* **Task requirements**
Output each line of the items below as a JSON list of strings, one string per line, leaving out blank lines.
____
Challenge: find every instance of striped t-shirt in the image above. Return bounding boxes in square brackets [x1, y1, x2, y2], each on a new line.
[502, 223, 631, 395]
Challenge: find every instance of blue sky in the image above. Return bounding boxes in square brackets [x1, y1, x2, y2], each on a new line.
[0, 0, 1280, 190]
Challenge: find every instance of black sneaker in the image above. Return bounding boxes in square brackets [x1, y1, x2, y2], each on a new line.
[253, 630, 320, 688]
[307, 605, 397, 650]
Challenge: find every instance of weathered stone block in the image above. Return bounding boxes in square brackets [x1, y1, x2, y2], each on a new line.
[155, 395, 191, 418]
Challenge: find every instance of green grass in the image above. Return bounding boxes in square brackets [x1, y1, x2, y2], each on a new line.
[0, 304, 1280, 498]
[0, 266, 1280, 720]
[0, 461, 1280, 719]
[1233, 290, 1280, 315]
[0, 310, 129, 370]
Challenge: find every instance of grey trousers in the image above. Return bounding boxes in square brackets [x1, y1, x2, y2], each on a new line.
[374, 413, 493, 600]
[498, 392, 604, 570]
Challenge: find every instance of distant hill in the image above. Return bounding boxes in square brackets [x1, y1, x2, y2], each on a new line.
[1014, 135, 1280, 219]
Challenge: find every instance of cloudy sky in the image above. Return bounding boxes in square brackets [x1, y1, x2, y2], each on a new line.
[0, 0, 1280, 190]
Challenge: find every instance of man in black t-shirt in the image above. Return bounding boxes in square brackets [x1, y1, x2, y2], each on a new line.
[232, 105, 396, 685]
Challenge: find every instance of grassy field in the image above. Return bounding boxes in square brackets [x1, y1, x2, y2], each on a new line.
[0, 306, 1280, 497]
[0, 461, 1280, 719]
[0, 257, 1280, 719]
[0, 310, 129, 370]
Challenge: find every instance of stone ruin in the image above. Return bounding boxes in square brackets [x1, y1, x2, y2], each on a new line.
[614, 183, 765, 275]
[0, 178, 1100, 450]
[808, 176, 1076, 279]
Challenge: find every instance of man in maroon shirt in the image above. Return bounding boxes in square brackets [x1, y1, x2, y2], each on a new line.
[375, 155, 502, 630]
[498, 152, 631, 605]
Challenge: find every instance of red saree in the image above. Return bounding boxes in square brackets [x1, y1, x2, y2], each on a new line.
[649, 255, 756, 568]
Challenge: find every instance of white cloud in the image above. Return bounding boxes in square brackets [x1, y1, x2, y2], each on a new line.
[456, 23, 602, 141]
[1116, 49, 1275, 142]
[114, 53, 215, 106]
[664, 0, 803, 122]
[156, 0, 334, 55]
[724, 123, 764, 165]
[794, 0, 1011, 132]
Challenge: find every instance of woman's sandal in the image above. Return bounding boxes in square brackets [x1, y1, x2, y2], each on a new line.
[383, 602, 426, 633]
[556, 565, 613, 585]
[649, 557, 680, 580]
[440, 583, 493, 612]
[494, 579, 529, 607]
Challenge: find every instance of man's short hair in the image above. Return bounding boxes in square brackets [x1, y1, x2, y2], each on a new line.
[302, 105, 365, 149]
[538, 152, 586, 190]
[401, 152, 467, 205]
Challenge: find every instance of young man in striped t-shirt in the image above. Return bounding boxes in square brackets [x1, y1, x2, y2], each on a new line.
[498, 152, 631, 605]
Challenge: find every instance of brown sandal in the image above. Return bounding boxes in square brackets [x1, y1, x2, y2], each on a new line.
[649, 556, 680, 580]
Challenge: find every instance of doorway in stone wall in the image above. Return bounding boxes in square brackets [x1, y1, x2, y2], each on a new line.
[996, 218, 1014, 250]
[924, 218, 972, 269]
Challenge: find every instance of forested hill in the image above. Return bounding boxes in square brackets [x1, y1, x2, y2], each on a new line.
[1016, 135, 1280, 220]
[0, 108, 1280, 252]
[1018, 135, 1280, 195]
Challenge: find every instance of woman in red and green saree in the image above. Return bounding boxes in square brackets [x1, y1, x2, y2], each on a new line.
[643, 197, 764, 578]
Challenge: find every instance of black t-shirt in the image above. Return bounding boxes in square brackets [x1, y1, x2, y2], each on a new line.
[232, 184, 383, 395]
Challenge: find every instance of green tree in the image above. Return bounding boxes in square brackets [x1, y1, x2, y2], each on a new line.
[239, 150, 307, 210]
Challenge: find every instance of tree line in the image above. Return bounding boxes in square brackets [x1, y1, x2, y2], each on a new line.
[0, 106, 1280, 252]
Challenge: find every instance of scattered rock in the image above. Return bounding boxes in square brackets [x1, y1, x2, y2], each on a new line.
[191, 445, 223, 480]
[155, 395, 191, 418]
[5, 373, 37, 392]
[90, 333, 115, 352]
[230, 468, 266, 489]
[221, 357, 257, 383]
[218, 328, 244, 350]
____
* **Answer for this exercise**
[
  "Challenge: find every instance of striped t-shirt in the image above. Return bounding boxes in square brackets [x1, y1, x2, y2], each on a new line.",
  "[502, 223, 631, 395]",
  "Challenge: find every instance of blue sky in the image above. Return bounding boxes in square brackets [x1, y1, x2, y2], each on a new line.",
  "[0, 0, 1280, 190]",
  "Challenge: find every instance of black sneaker in the image above. Return bounding boxes in square brackets [x1, y1, x2, y2], each on a new line.",
  "[253, 630, 320, 688]",
  "[307, 605, 397, 650]",
  "Challenge: find every instance of weathered stone block in the image above. Return bounding boxes in square brackets [x1, y1, x2, y2], each on a new line.",
  "[155, 395, 191, 418]",
  "Challenge: find every instance of green grass in the image above. Return bounding boxes in square brackets [x1, y1, x2, y2], each on a new line.",
  "[0, 304, 1280, 498]",
  "[0, 266, 1280, 720]",
  "[0, 461, 1280, 719]",
  "[1233, 290, 1280, 315]",
  "[0, 310, 129, 370]",
  "Challenge: find every instance of grey trousers in the image above. Return bounding boxes in square brackets [x1, y1, x2, y2], each on a new line.",
  "[374, 413, 493, 600]",
  "[498, 392, 604, 570]",
  "Challenge: find every instance of distant hill in the image above. Return bounding boxes in square brackets [x1, y1, x2, y2], each on a new line.",
  "[1014, 135, 1280, 219]",
  "Challenge: find every instance of cloudy sky in the image above. Return bounding boxes in square brackets [x1, y1, x2, y2], each on a new line.",
  "[0, 0, 1280, 190]",
  "Challenge: find every instance of man in black t-shirt in the image above. Return bounding boxes in square brackets [x1, y1, x2, y2], each on a new line.",
  "[232, 105, 396, 685]",
  "Challenge: find every instance of grassy field in the image above. Return bounding boxes in square brackets [x1, y1, x2, y2], each on a new line.",
  "[0, 306, 1280, 497]",
  "[0, 461, 1280, 719]",
  "[0, 257, 1280, 719]",
  "[0, 310, 129, 370]",
  "Challenge: find every instance of stone ruin in the image above. Return bounding boxes in square brackets [x1, y1, x2, y2], each on a new line.",
  "[614, 183, 765, 275]",
  "[0, 178, 1100, 450]",
  "[808, 176, 1076, 279]",
  "Challenge: find every instance of man in maroon shirt in the image above. Return bounding boxes in square brackets [x1, y1, x2, y2], each on a new line.",
  "[375, 155, 502, 630]",
  "[498, 152, 631, 605]",
  "Challenge: find every instance of red saree in the image above. Return bounding boxes in square brackets [x1, y1, x2, y2], each on a new line.",
  "[649, 255, 756, 568]",
  "Challenge: find every instance of white cloud in the image above. Return bounding boxes in square brackets [x1, y1, x2, y2], each on a new line.",
  "[456, 23, 602, 141]",
  "[1116, 49, 1275, 142]",
  "[114, 53, 215, 106]",
  "[664, 0, 803, 122]",
  "[156, 0, 334, 55]",
  "[724, 123, 764, 165]",
  "[794, 0, 1011, 132]",
  "Challenge: find every instance of woman's sandal in the image above. Return bounding boxes in square brackets [x1, y1, x2, y2], each on a new line.",
  "[383, 602, 426, 633]",
  "[556, 565, 613, 585]",
  "[649, 557, 680, 580]",
  "[440, 583, 493, 612]",
  "[494, 579, 529, 607]",
  "Challenge: find every instance of man's short hair in the image above. Return bounding boxes in square brackets [x1, y1, x2, y2], each on a new line.",
  "[302, 105, 365, 149]",
  "[538, 152, 586, 190]",
  "[401, 152, 467, 205]",
  "Challenge: find every instance of young man in striped t-shirt in the image above. Return bounding boxes in square brackets [x1, y1, x2, y2], each on a new line.",
  "[498, 152, 631, 605]",
  "Challenge: find every instance of brown sandal in the image above. Return bounding boxes in square brackets [x1, y1, x2, y2], each on a new line.",
  "[649, 556, 680, 580]",
  "Challenge: find every instance of doorway in stone wall in the image above. Return bounding boxes in square brackets [x1, y1, x2, y2], each on a new line.",
  "[996, 218, 1014, 250]",
  "[924, 218, 972, 269]",
  "Challenge: find every instance of forested hill in the image above. Return bounding boxes in square brackets [x1, y1, x2, y2], each on a new line.",
  "[1016, 135, 1280, 220]",
  "[0, 108, 1280, 252]",
  "[1018, 135, 1280, 195]",
  "Challenge: find every instance of woman in red and green saree in the image above. Return bounding boxes in square brackets [x1, y1, x2, y2], each on a new line.",
  "[643, 197, 764, 578]",
  "Challenge: find every instance of black t-shirt in the image above. Return bounding boxes in square brackets [x1, y1, x2, y2], each on a new line.",
  "[232, 184, 383, 395]",
  "Challenge: find every instance of green tree in the image above. Return bounding boxes in square brackets [x1, y1, x2, y2], each on a new line.",
  "[239, 150, 307, 210]",
  "Challenge: find every instance of tree line in the image above. Return bounding boxes in square brackets [x1, y1, x2, y2], each on a new line.",
  "[0, 106, 1280, 252]",
  "Challenge: find every instance of scattered rock in the image above. Return bounding boxes in square brackets [x1, y1, x2, y2], each on a new line.",
  "[191, 445, 223, 480]",
  "[155, 395, 191, 418]",
  "[5, 373, 37, 392]",
  "[90, 333, 115, 352]",
  "[230, 468, 266, 489]",
  "[221, 357, 257, 383]",
  "[218, 328, 244, 350]"
]